> Labeled-object pointing entries:

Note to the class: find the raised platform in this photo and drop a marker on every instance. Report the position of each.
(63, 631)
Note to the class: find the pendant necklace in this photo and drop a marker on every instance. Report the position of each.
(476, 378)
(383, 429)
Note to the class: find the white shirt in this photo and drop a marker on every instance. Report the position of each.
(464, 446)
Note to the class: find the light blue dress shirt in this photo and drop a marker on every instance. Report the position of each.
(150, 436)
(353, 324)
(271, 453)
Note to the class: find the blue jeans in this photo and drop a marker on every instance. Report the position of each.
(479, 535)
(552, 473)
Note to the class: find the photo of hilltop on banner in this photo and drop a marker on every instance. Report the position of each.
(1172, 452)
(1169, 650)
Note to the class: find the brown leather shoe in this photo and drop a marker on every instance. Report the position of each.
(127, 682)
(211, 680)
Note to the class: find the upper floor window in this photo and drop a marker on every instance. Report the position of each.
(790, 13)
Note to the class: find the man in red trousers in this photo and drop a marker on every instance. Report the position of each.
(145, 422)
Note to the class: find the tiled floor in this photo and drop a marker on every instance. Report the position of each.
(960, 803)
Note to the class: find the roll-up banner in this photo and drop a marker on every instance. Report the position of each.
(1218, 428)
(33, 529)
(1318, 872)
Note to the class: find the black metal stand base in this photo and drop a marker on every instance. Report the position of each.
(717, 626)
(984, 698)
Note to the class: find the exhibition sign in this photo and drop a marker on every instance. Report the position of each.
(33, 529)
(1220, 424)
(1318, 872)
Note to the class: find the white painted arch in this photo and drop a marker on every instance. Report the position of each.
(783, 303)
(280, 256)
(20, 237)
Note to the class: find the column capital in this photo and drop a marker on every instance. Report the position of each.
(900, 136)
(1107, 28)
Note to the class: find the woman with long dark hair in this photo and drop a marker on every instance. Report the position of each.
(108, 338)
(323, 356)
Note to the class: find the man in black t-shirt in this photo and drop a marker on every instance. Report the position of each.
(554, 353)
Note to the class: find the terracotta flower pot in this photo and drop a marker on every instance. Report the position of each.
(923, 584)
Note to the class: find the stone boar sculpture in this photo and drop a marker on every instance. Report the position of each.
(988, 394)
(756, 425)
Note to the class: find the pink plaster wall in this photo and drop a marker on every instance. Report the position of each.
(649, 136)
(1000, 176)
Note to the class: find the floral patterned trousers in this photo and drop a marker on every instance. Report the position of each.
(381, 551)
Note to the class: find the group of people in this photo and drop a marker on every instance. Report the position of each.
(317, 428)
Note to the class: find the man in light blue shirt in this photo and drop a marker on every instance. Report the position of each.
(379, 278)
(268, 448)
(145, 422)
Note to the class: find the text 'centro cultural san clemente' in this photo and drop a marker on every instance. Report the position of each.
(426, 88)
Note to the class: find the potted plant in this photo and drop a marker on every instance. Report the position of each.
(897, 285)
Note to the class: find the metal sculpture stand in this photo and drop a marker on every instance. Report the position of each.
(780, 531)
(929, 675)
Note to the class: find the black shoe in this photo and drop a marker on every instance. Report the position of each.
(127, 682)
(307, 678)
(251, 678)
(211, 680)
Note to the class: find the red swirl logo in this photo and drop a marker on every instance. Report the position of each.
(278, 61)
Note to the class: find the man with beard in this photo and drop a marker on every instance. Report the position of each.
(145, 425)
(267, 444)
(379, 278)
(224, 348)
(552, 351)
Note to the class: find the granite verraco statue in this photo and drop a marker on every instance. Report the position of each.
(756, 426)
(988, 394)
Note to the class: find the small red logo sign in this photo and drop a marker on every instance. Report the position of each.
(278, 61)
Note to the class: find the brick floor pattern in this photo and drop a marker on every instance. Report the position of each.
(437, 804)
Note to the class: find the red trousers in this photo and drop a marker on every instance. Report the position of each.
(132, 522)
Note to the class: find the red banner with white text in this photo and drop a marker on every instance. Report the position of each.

> Brief:
Print all the data exactly.

> Full response:
Note to the class: find the raised platform in this photo and drop a marker on every instance. Report the position of each.
(63, 631)
Note to the class: find the pendant necklace in this photo and drop a marker on every instance. Report the position of each.
(476, 378)
(383, 429)
Note to the class: find the white shirt in this photo and drop a marker on every instance. Report the position of each.
(464, 446)
Note to the class: find the light blue dress shirt in this photo and drop a marker on every instance. Report the position of each.
(150, 436)
(353, 324)
(271, 453)
Note to the class: find the blue jeans in this photo and drop a marker on every instance. Report the position of each.
(479, 535)
(552, 473)
Note to the class: find the photo of hilltop on banner in this photo and drop a marker on every instance. Report the position of each.
(1172, 452)
(1169, 650)
Note to the class: find the brown leather shoe in this photo and drop a marker on every instance. Report the position of each.
(127, 682)
(211, 680)
Note to the class: find the upper floor window in this photo and drop a marker on every instance. Report the position of each.
(790, 13)
Note to the class: find the man in red trousers in this photo and drop a marker on every instance. Report the position of each.
(145, 422)
Note to the class: find the tiled floor in this photo and drop a marker on every instance. Report the position of each.
(960, 803)
Note to the class: find the roll-up banner in this photo and drop a marker on every instance. Report the position of each.
(1218, 428)
(33, 529)
(1318, 872)
Note to the class: find the black metal stand base in this photo and drop a marker on every instance. Report the position of each.
(717, 626)
(984, 698)
Note to the class: find the exhibition sign in this photo and drop a marker on every instance. Report the position of each.
(33, 529)
(1220, 424)
(1318, 872)
Note to the class: find the white painted arch in this photo and drop a marker on every instance. Report the position of each.
(783, 303)
(280, 256)
(20, 237)
Note to the class: find the column capital in this photo and drop a marker on every instance. Report the position of each.
(900, 136)
(1107, 28)
Note to the class: find the woman with long dark hair in this photo and drop a marker on every instance. Report the position of each.
(108, 338)
(323, 356)
Note to the class: find the man in black t-shirt in this photo and drop a marker on every instance. Report the position of each.
(554, 353)
Note to the class: find the terracotta flower pot in this photo and drop a marker on every instance. Report the position of each.
(923, 584)
Note to the class: find the stone boar sculpture in this photo and drop a marker on every instance. Report the position of each.
(988, 394)
(756, 425)
Note to the class: find the pink plaster wall in this photo and drop a marker on every instance. Report the position of each.
(649, 136)
(1000, 176)
Note to the class: find the floral patterned trousers in this photo and drop a marker on every instance. Report the position of each.
(381, 551)
Note to the class: find the group of people in this photo and drop a marker on every instance. Report the position of each.
(317, 428)
Note to the class: find the man in light blue shirt in this photo and drop a marker on every instance. Report the position of each.
(379, 278)
(268, 448)
(145, 422)
Note to the class: find the text 'centro cultural san clemente' in this photo and drop a marker on every instance. Report the position of each.
(426, 88)
Note to the class: find the potted plant in this photo and drop a marker on every instance. Report the position of each.
(897, 285)
Note to the class: find the metal sculpture stand in this photo and drop a marker on every instance. Report the position of each.
(780, 531)
(929, 675)
Note to the class: find the black shoe in this photo and drop a marker on every instance. Report the position of each.
(127, 682)
(307, 678)
(251, 678)
(211, 680)
Note to the class: find the red swirl logo in this photo and drop a marker on every instance. Report the position of each.
(278, 61)
Note to the class: find the man with beard in this photo and drop a marker on every instance. Report the position of each.
(145, 425)
(267, 444)
(379, 278)
(224, 348)
(552, 351)
Note to the class: find the granite verraco statue in this photo and drop a marker on every instance. Report the position of each.
(756, 426)
(988, 394)
Note to the class: find the small red logo sign in this photo and drop a marker on every instance. Report the position of each.
(278, 61)
Note to the class: find the brick floor pattern in this photo and drop a marker on every instance. Report the position of each.
(437, 804)
Note to the class: find the red trousers in this photo and drop a marker on every instance. Report the position of each.
(132, 522)
Note to the class: find the red banner with white text in this photo and drop a marker on every instance. Report the position of each.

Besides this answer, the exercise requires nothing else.